=== Document segment ===
****
# Looking for inspiration - What is your name? :)



## Bumblebeee

Just for fun, what is your name? As in what your parents called you, not the name you have chosen for your baby. Maybe one of our names could inspire someone and help them find their perfect name:)
I'll go first...
My name is Melissa Jayne
:flower:


----------



## Faythe

Tamsin :flower:


----------



## miss cakes

jayde :)


----------



## wanaBmummy

Stevie-louise :)


----------



## leahtaba

leah


----------



## klwcurlyq

Kristen Lynn


----------



## 2plusme

Dawn x


----------



## alexspargo

Alexandria Eva

I love my name and Alex is a cute nickname for a girl :)


----------



## Xgail123

gail :) xx


----------



## Mum0709

Charlotte x


----------



## bexxc

rebecca elizabeth
(becca or bex)


----------



## caggimedicine

Chloe Vivianne


----------



## benandbean

Abigail Maria


----------



## Beankeeper

Julia Margaret 
I love my name, was Juju when I was a baba


----------



## Tallulah28

Nia.

It's celtic for snowflake or swahili for purpose or the alternative form of Niamh in irish :) xx


----------



## Lola90

Lucy-Ellen Vivienne 
Lucy because they liked it and Ellen is my great grandmothers name. I've always hated my name though, hence endless nicknames! X


----------



## TwilightAgain

Stacey :)


----------



## Bababall

Sarah-Jane


----------



## Ladybugbaba

Donna :)


----------



## MikaylasMummy

Nikita


----------



## xCookieDoughx

Dani :)
****
=== Data excerpts ===
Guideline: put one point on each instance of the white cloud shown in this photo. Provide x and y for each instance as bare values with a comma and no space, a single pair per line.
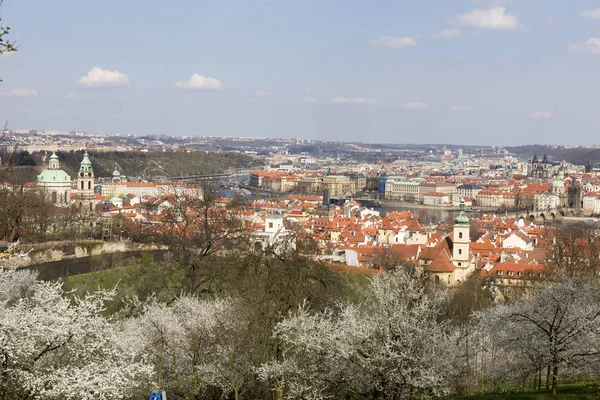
591,46
494,18
393,42
414,106
21,92
541,115
590,14
103,78
309,100
461,107
78,96
447,33
355,100
199,82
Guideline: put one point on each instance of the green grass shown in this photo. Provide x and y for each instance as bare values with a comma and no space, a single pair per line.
582,391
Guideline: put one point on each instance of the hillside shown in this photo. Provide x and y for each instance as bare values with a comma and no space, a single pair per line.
576,155
144,165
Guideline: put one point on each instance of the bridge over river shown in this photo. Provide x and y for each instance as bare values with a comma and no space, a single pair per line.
191,178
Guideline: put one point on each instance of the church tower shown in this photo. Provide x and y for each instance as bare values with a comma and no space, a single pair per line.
462,239
85,185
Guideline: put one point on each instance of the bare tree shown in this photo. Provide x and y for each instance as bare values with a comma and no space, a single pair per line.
557,323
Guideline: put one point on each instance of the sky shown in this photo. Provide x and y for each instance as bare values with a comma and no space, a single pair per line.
481,72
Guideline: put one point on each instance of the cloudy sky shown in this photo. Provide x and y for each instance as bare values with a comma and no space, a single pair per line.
396,71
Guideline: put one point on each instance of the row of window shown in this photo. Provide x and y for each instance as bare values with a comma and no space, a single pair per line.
519,274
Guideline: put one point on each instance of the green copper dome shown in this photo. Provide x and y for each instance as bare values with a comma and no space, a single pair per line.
86,164
54,176
461,218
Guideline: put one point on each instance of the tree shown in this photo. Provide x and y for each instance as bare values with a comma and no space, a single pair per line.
193,345
197,232
574,251
560,319
6,45
390,347
57,348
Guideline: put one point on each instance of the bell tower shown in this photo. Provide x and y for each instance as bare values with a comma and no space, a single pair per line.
462,239
85,185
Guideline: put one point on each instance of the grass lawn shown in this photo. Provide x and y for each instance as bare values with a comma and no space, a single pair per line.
583,391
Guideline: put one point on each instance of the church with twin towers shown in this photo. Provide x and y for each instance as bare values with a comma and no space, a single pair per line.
62,191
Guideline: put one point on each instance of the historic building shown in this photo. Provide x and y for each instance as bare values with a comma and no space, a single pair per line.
55,183
574,196
85,197
58,185
540,169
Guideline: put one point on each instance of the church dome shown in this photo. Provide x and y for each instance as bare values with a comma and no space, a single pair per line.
461,218
54,176
86,164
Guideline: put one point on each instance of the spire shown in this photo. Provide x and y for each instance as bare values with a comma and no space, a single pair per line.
53,161
461,218
86,164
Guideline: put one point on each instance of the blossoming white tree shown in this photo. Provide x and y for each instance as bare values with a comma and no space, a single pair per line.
193,345
54,347
390,347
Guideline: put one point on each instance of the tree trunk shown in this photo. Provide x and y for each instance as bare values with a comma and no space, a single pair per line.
554,381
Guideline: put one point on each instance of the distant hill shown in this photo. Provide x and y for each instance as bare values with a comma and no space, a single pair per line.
577,155
136,164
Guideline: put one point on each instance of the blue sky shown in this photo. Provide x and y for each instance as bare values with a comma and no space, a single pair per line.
419,71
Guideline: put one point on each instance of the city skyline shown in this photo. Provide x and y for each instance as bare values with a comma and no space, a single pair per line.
463,72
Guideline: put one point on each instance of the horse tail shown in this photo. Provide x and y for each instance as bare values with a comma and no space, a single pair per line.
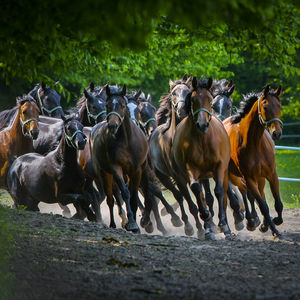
7,168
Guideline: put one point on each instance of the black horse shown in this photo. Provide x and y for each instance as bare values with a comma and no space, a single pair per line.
56,177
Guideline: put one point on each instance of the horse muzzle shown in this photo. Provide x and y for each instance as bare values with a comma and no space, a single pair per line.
34,133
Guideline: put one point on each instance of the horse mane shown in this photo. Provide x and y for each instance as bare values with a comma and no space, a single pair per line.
164,111
245,106
7,116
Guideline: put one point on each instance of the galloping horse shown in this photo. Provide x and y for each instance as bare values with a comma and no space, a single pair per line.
48,101
53,178
201,149
119,149
252,150
17,138
170,113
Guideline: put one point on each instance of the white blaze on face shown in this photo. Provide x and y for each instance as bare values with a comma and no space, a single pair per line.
131,106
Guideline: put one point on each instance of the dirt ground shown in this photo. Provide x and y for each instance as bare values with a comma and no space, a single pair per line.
59,258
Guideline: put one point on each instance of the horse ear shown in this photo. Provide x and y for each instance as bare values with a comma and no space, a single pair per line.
107,90
194,83
92,86
149,98
231,90
86,93
266,91
209,83
137,94
123,92
278,91
229,84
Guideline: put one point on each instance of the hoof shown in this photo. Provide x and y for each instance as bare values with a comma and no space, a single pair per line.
263,228
124,220
239,226
277,221
213,227
149,227
188,229
238,216
225,229
210,236
163,212
200,234
176,222
145,221
207,216
132,226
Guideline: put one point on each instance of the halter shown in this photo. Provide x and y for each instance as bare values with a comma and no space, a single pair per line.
69,139
43,108
94,117
144,124
23,123
266,123
115,113
201,109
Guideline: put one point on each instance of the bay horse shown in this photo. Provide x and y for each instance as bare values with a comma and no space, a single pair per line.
253,152
201,149
169,115
48,100
56,177
16,139
119,148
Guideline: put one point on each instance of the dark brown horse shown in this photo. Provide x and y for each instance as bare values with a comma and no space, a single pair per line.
171,112
53,178
119,150
200,150
16,139
252,150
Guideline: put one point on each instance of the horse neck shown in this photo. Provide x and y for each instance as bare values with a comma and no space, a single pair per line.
83,117
250,127
66,153
125,129
24,143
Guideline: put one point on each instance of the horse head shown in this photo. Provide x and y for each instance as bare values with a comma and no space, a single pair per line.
73,133
147,117
269,110
198,104
95,107
222,102
116,107
29,116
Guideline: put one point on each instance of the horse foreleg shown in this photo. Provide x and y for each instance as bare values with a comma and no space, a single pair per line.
263,206
131,225
274,185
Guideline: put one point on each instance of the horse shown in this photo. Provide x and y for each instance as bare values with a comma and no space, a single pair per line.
253,152
48,100
91,107
56,177
201,149
119,148
171,112
16,139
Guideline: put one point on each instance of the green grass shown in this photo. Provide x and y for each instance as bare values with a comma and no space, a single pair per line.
288,165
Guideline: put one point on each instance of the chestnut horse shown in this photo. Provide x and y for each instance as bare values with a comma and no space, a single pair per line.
16,139
201,149
119,149
253,152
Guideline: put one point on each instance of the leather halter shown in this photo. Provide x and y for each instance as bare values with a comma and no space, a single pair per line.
266,123
43,108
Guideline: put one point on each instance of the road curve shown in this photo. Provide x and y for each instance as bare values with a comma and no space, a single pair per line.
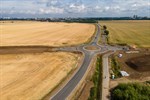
88,56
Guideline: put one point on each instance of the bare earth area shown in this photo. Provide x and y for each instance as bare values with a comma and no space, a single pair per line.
20,33
132,32
136,64
32,76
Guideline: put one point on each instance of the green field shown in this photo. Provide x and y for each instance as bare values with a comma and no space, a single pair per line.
129,32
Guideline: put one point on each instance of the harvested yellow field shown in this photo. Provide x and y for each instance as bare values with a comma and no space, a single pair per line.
135,32
32,76
19,33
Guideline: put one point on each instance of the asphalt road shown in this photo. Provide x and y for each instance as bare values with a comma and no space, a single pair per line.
63,93
88,56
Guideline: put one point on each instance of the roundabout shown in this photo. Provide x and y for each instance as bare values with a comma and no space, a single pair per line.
92,48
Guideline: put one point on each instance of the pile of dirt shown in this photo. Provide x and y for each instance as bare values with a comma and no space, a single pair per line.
141,63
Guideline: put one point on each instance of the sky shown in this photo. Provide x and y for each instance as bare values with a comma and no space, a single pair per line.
74,8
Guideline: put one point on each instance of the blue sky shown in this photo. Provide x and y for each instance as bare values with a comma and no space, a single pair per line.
74,8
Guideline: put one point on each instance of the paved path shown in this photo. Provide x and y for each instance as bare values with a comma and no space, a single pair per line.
106,77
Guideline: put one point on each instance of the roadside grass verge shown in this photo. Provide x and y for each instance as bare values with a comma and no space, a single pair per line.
95,92
115,67
131,91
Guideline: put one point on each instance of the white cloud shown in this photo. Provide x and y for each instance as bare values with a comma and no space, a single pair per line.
51,10
77,8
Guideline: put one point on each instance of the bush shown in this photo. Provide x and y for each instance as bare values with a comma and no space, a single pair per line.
131,91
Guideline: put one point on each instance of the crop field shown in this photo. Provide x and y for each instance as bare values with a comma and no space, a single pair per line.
20,33
129,32
32,76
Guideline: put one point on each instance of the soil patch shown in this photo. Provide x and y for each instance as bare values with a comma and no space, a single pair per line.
91,48
141,63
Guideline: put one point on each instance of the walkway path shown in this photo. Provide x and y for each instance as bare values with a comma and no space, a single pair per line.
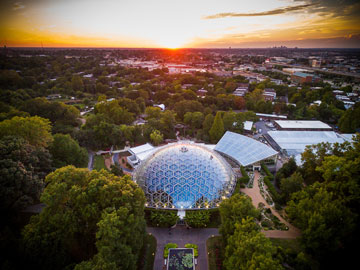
181,236
255,195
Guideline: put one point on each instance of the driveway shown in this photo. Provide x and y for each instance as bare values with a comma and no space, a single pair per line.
181,236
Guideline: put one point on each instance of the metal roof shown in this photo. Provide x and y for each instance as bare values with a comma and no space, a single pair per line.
302,124
243,149
298,140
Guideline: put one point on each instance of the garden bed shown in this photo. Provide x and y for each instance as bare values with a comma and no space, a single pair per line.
181,258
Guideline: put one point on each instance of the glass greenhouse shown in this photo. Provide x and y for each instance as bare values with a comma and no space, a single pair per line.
185,175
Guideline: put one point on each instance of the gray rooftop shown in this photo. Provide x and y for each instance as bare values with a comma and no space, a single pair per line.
243,149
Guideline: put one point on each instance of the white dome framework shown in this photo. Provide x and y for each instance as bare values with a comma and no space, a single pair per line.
185,175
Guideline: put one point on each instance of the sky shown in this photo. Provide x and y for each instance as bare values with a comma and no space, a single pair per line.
180,24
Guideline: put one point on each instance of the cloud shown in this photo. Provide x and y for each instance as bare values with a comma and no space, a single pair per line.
18,5
264,13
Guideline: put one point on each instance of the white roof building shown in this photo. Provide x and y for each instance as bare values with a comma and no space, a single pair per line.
248,125
301,125
244,150
295,142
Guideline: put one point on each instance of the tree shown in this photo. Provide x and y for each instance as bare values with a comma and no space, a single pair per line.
207,124
22,171
156,137
35,130
66,151
217,129
248,248
84,209
233,210
325,221
77,83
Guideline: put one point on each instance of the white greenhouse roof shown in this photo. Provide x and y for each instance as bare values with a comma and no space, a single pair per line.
296,141
243,149
348,137
143,151
302,124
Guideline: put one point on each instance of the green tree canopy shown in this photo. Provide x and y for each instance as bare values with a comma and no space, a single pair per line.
217,129
35,130
22,171
248,248
66,151
156,137
233,210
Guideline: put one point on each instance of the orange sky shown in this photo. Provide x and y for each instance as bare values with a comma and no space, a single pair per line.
174,24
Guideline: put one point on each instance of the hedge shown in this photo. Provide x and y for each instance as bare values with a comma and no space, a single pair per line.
197,218
166,249
275,195
161,218
266,170
195,247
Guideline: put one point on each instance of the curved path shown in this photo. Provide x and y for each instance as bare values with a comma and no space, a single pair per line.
255,195
181,236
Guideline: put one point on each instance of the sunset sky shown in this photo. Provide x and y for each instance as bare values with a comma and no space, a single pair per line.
175,24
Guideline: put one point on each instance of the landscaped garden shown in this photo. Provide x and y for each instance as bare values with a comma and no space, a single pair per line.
181,259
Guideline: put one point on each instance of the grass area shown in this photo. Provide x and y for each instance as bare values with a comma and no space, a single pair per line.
99,163
147,255
215,251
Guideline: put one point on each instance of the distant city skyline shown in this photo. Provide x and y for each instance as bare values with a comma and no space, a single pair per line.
180,24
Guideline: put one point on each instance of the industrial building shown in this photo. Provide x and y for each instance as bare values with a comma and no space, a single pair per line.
303,125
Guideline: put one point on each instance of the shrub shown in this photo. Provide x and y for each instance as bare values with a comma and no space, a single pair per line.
195,247
266,223
166,249
267,172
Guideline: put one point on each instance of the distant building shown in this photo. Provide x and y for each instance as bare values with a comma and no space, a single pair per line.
201,92
53,96
248,126
304,125
265,116
300,77
161,106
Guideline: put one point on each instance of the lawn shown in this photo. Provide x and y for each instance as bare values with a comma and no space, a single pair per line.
215,251
99,163
147,256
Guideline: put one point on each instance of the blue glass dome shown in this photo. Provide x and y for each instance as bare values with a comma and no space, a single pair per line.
185,175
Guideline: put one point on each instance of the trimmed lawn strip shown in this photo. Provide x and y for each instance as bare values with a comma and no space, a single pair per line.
216,252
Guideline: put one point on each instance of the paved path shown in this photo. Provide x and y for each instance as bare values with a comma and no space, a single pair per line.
181,236
255,195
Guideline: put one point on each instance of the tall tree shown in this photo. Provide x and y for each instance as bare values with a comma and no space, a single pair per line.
66,151
233,210
35,130
94,216
22,171
217,129
248,248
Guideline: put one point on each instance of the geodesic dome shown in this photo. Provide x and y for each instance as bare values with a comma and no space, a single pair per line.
185,175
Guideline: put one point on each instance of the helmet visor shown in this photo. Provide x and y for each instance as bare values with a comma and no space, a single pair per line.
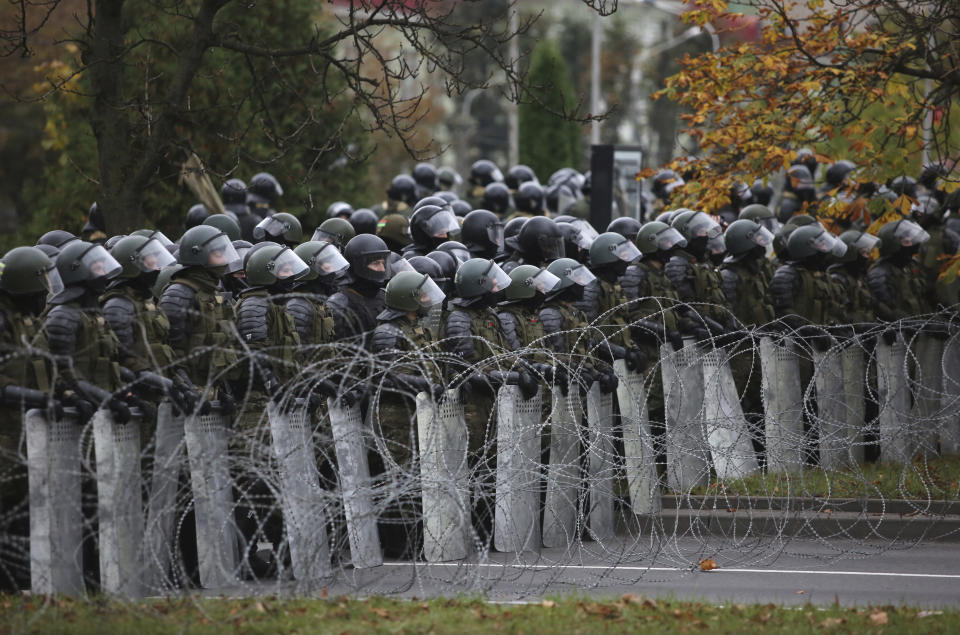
****
=== Complete the following ===
A: Change "parents" to "family" in the forum thread about names, and give the passage again starting with "## Bumblebeee" and going on through "their perfect name:)".
B: Write the next part of the forum thread about names, picking up right after its last post.
The entries placed after the forum thread about names play no part in this work.

=== Results for the exercise ===
A:
## Bumblebeee

Just for fun, what is your name? As in what your family called you, not the name you have chosen for your baby. Maybe one of our names could inspire someone and help them find their perfect name:)

B:
----------



## Bergebabe

malina marie


----------



## Grace1954

Allison Kate :kiss: Alli for short


----------



## beth30

Just plain -Elizabeth- no middle name, but everyone calls me Beth.


----------



## syberspaced

Tamara Ruth nickname Teri. Was named for someone with the same name and nickname. :)


----------



## Wandering

Abigail Bryony


----------



## MissCherry15

My name is Georgina Danielle :) i know you said not to say our name choices but if it can give you ideas all is good :) My DD is Lilly-Mae and our name choice for a girl is Eleanor xx


----------



## uadreamybabe

natalia


----------



## Redhead84

I'm Elisabeth Jane :)


----------



## Reidfidleir

Justine Amber 

My first name is my mothers middle


----------



## LilOopsy

Joanne Louise... Jo or Jojo for short


----------



## lovelylisa84

Lisa Marie

my mom calls me Lees, pronounced "lease".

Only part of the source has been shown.